## EXERCISE MATERIAL
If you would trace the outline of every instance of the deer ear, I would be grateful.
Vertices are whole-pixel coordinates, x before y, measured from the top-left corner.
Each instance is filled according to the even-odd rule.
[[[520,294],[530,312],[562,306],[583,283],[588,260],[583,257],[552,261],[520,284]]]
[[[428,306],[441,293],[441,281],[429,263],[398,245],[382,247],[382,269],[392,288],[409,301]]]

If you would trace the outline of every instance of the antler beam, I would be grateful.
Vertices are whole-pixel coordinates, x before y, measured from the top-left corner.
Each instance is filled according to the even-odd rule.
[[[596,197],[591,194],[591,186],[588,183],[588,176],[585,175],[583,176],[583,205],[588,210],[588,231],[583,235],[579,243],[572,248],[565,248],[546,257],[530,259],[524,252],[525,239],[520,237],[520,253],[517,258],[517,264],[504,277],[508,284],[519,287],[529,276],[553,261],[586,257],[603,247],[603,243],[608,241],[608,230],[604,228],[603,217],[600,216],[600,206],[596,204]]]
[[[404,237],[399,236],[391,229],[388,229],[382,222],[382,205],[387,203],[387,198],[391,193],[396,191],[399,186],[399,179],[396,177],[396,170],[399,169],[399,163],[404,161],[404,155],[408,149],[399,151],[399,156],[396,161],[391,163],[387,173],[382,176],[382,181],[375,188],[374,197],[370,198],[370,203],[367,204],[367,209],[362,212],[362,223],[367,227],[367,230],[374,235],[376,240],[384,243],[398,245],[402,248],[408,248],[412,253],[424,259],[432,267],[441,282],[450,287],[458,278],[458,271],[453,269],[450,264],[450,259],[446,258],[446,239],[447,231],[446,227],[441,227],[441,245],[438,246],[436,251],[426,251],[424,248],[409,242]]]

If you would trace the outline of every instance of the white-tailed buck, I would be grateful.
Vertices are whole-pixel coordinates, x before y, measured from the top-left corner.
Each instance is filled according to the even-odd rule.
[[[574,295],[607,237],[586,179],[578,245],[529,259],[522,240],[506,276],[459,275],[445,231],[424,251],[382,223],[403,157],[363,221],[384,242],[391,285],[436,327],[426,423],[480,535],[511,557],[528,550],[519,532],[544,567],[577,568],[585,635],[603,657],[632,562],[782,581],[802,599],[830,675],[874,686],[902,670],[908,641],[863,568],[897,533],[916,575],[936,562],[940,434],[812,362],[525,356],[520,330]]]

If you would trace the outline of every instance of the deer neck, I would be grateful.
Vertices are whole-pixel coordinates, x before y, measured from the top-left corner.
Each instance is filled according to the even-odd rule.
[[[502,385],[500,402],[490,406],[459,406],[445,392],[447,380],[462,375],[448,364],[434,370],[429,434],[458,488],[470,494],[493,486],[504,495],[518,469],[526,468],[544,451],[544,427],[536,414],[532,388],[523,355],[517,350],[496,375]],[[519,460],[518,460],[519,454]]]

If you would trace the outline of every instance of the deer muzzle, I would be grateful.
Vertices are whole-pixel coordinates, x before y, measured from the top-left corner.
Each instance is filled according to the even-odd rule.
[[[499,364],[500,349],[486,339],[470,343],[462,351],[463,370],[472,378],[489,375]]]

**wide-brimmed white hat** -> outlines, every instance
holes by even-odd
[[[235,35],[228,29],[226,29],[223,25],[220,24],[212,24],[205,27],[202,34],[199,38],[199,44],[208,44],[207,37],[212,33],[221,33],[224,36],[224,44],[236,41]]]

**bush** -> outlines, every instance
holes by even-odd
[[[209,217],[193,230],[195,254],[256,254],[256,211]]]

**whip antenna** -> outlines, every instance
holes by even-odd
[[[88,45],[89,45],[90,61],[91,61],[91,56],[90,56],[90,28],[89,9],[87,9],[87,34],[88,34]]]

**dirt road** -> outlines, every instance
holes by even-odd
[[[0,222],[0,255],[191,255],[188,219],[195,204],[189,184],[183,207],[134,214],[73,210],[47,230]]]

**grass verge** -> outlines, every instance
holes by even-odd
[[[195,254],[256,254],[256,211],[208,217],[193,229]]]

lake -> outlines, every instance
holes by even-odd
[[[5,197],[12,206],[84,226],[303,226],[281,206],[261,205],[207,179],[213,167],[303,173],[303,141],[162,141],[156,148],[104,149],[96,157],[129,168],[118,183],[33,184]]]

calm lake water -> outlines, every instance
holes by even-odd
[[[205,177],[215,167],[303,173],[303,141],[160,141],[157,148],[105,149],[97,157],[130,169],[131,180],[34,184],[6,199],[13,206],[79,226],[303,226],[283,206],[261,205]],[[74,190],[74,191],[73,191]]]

## GIVEN EXERCISE
Copy every one of the records above word for word, with no changes.

## SOLUTION
If you would trace the outline of every instance of the deer ear, I would be grateful.
Vertices are whole-pixel coordinates, x before y, measured from the top-left corner.
Each instance is filled according to the even-odd rule.
[[[520,294],[530,312],[562,306],[583,283],[588,260],[583,257],[552,261],[520,284]]]
[[[428,306],[441,293],[441,281],[429,263],[398,245],[382,247],[382,269],[392,288],[409,301]]]

If you would trace the outline of every instance of the antler beam, I would be grateful.
Vertices are whole-pixel coordinates, x before y, measured from the top-left corner.
Each instance is filled according to the even-odd rule.
[[[596,197],[591,194],[591,186],[588,183],[588,176],[585,175],[583,176],[583,205],[588,210],[588,231],[583,235],[579,243],[572,248],[565,248],[546,257],[530,259],[524,252],[525,239],[520,237],[520,253],[517,258],[517,264],[504,277],[508,284],[519,287],[529,276],[553,261],[586,257],[603,247],[603,243],[608,241],[608,230],[604,228],[603,217],[600,216],[600,206],[596,204]]]
[[[404,237],[399,236],[391,229],[388,229],[382,222],[382,205],[387,203],[387,198],[391,193],[396,191],[399,186],[399,179],[396,177],[396,170],[399,169],[399,163],[404,161],[404,155],[408,149],[399,151],[399,156],[396,161],[391,163],[387,173],[382,176],[382,181],[375,188],[374,197],[370,198],[370,203],[367,204],[367,209],[362,212],[362,223],[367,227],[367,230],[374,235],[376,240],[384,243],[398,245],[402,248],[408,248],[412,253],[424,259],[432,267],[441,282],[450,287],[458,278],[458,271],[453,269],[450,264],[450,259],[446,258],[446,239],[447,231],[446,227],[441,227],[441,245],[438,246],[436,251],[426,251],[424,248],[409,242]]]

If you would trace the outline of every instance of the white-tailed buck, I would be grateful.
Vertices are whole-pixel coordinates, x before y, measured from the top-left corner.
Each instance is filled according to the even-odd rule.
[[[574,295],[607,237],[586,179],[578,245],[529,259],[522,240],[506,276],[459,275],[445,231],[424,251],[382,223],[403,157],[363,221],[384,242],[391,285],[436,327],[426,423],[480,535],[511,557],[528,550],[519,532],[544,567],[577,568],[585,635],[603,657],[632,562],[782,581],[802,599],[830,675],[874,686],[902,670],[908,641],[863,568],[897,533],[916,575],[936,562],[940,434],[812,362],[525,356],[520,330]]]

If you would trace the outline of every instance of the deer neck, I would be grateful.
Vertices are whole-pixel coordinates, x before y, measured from the top-left corner.
Each instance is filled according to the even-odd rule.
[[[502,385],[500,402],[490,406],[459,406],[445,392],[447,380],[462,375],[448,364],[434,370],[429,434],[458,488],[470,494],[493,486],[504,495],[518,469],[526,468],[544,451],[544,427],[536,414],[532,388],[523,355],[517,350],[496,375]],[[519,460],[518,460],[519,454]]]

If you would trace the outline of every instance of the deer muzzle, I would be grateful.
Vertices are whole-pixel coordinates, x before y, measured from the top-left corner.
Each instance is filled according to the even-odd rule.
[[[499,364],[500,349],[486,339],[470,343],[462,351],[463,370],[472,378],[489,375]]]

**wide-brimmed white hat** -> outlines, every instance
holes by even-odd
[[[235,35],[228,29],[226,29],[223,25],[220,24],[212,24],[205,27],[202,34],[199,38],[199,44],[208,44],[207,37],[212,33],[221,33],[224,36],[224,44],[236,41]]]

**bush** -> outlines, every instance
holes by even-odd
[[[209,217],[193,230],[195,254],[256,254],[256,211]]]

**whip antenna** -> outlines, every instance
holes by even-odd
[[[88,45],[89,45],[90,61],[91,61],[91,56],[90,56],[90,28],[89,9],[87,9],[87,34],[88,34]]]

**dirt road** -> outlines, every instance
holes by even-odd
[[[0,222],[0,255],[191,255],[188,219],[195,204],[189,184],[183,207],[134,214],[73,210],[47,230]]]

**grass verge** -> outlines, every instance
holes by even-odd
[[[195,254],[256,254],[256,211],[208,217],[193,229]]]

lake -> outlines, every instance
holes by even-odd
[[[5,197],[12,206],[84,226],[303,226],[281,206],[261,205],[207,179],[213,167],[303,173],[303,141],[162,141],[156,148],[104,149],[96,157],[129,168],[118,183],[33,184]]]

calm lake water -> outlines, every instance
holes by even-odd
[[[205,177],[215,167],[303,173],[303,141],[160,141],[157,148],[105,149],[97,157],[130,169],[131,180],[34,184],[6,199],[13,206],[79,226],[303,226],[283,206],[261,205]],[[74,190],[74,191],[73,191]]]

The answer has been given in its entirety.